WHAT YOU NEED TO DO:
Would you print the listing that follows exactly, but without its pictures?

_ _ _ _ _

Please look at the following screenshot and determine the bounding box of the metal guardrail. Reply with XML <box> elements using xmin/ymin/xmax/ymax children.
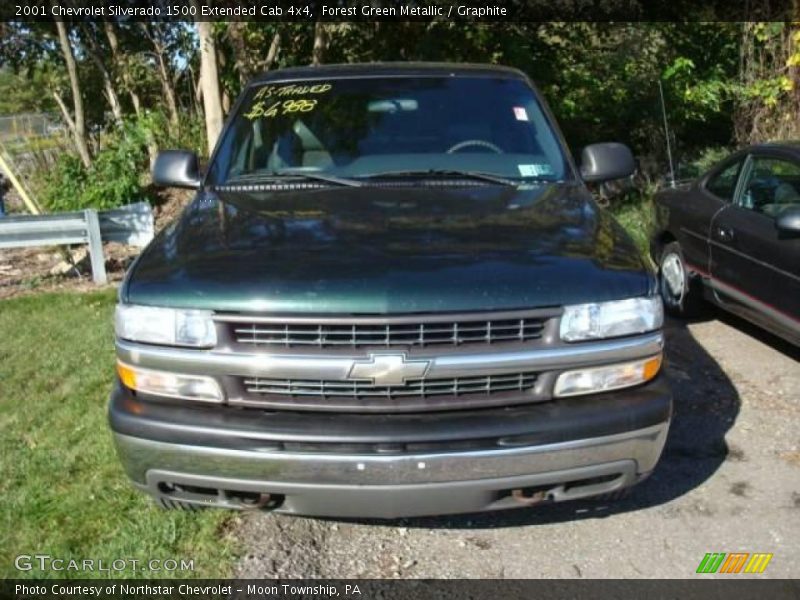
<box><xmin>0</xmin><ymin>202</ymin><xmax>154</xmax><ymax>284</ymax></box>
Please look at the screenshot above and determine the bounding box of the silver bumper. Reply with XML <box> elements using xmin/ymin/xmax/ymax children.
<box><xmin>114</xmin><ymin>421</ymin><xmax>669</xmax><ymax>518</ymax></box>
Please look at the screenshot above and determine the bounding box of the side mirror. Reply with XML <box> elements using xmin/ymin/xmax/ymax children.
<box><xmin>776</xmin><ymin>206</ymin><xmax>800</xmax><ymax>236</ymax></box>
<box><xmin>580</xmin><ymin>142</ymin><xmax>635</xmax><ymax>183</ymax></box>
<box><xmin>152</xmin><ymin>150</ymin><xmax>201</xmax><ymax>189</ymax></box>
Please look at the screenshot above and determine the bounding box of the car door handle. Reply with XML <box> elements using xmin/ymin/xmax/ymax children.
<box><xmin>715</xmin><ymin>226</ymin><xmax>735</xmax><ymax>243</ymax></box>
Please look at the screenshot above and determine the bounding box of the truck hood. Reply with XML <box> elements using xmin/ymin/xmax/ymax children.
<box><xmin>124</xmin><ymin>183</ymin><xmax>653</xmax><ymax>313</ymax></box>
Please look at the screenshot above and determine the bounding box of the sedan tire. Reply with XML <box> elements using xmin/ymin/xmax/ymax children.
<box><xmin>659</xmin><ymin>242</ymin><xmax>706</xmax><ymax>317</ymax></box>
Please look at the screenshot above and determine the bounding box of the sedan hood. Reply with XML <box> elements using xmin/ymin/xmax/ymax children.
<box><xmin>124</xmin><ymin>183</ymin><xmax>653</xmax><ymax>314</ymax></box>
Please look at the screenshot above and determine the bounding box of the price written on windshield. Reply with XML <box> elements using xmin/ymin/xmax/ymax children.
<box><xmin>244</xmin><ymin>99</ymin><xmax>318</xmax><ymax>120</ymax></box>
<box><xmin>245</xmin><ymin>83</ymin><xmax>333</xmax><ymax>120</ymax></box>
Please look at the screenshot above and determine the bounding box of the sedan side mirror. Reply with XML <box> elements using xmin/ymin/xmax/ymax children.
<box><xmin>152</xmin><ymin>150</ymin><xmax>201</xmax><ymax>189</ymax></box>
<box><xmin>776</xmin><ymin>206</ymin><xmax>800</xmax><ymax>236</ymax></box>
<box><xmin>580</xmin><ymin>143</ymin><xmax>635</xmax><ymax>183</ymax></box>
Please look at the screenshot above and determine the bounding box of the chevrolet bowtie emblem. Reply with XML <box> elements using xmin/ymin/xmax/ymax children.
<box><xmin>348</xmin><ymin>354</ymin><xmax>430</xmax><ymax>386</ymax></box>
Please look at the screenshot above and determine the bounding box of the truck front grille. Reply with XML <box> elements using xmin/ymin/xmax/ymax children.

_ _ _ _ _

REPLY:
Please look at the following screenshot and determine the bounding box of the metal guardrail. Reply with XML <box> elements using xmin/ymin/xmax/ymax children.
<box><xmin>0</xmin><ymin>202</ymin><xmax>154</xmax><ymax>284</ymax></box>
Please look at the screenshot above and determine the bounding box of the silver bumper. Reply with XML <box> elements using xmin/ymin/xmax/ymax children.
<box><xmin>114</xmin><ymin>421</ymin><xmax>669</xmax><ymax>518</ymax></box>
Please look at the screenshot above and determine the bounding box of the side mirror. Reply with XML <box> elements using xmin/ymin/xmax/ymax children.
<box><xmin>776</xmin><ymin>206</ymin><xmax>800</xmax><ymax>236</ymax></box>
<box><xmin>580</xmin><ymin>142</ymin><xmax>635</xmax><ymax>183</ymax></box>
<box><xmin>152</xmin><ymin>150</ymin><xmax>201</xmax><ymax>189</ymax></box>
Please look at the screenshot above and determine the bounding box of the car door handle. Reply with XML <box> elements using xmin/ymin/xmax/ymax children.
<box><xmin>715</xmin><ymin>226</ymin><xmax>735</xmax><ymax>243</ymax></box>
Please look at the screenshot above and determine the bounding box of the truck hood. Reply with XML <box> elements using xmin/ymin/xmax/ymax children.
<box><xmin>124</xmin><ymin>183</ymin><xmax>653</xmax><ymax>313</ymax></box>
Please look at the screenshot above and determine the bounding box of the sedan tire. Reply with XML <box> elements using xmin/ymin/xmax/ymax children.
<box><xmin>659</xmin><ymin>242</ymin><xmax>706</xmax><ymax>317</ymax></box>
Please look at the screenshot above and determine the bounding box of the sedan hood. Reply with XML <box> elements using xmin/ymin/xmax/ymax children.
<box><xmin>124</xmin><ymin>183</ymin><xmax>653</xmax><ymax>314</ymax></box>
Please look at the screenshot above and determine the bounding box of the price written on windshield. Reply with XML <box> elements using xmin/ymin/xmax/ymax children.
<box><xmin>244</xmin><ymin>99</ymin><xmax>318</xmax><ymax>120</ymax></box>
<box><xmin>245</xmin><ymin>83</ymin><xmax>333</xmax><ymax>120</ymax></box>
Please look at the screenshot above and determine the bounding box of the sedan side mirror. Reply with XML <box> elements using xmin/ymin/xmax/ymax children.
<box><xmin>152</xmin><ymin>150</ymin><xmax>201</xmax><ymax>189</ymax></box>
<box><xmin>776</xmin><ymin>206</ymin><xmax>800</xmax><ymax>236</ymax></box>
<box><xmin>580</xmin><ymin>143</ymin><xmax>635</xmax><ymax>183</ymax></box>
Please look at the screenshot above and determine the bounding box of the chevrolet bowtie emblem. Reply with XML <box> elements using xmin/ymin/xmax/ymax children.
<box><xmin>348</xmin><ymin>354</ymin><xmax>430</xmax><ymax>386</ymax></box>
Please look at the screenshot above and determine the bounding box of the truck front grille. Reply with XML <box> elements using xmin/ymin/xmax/ymax children.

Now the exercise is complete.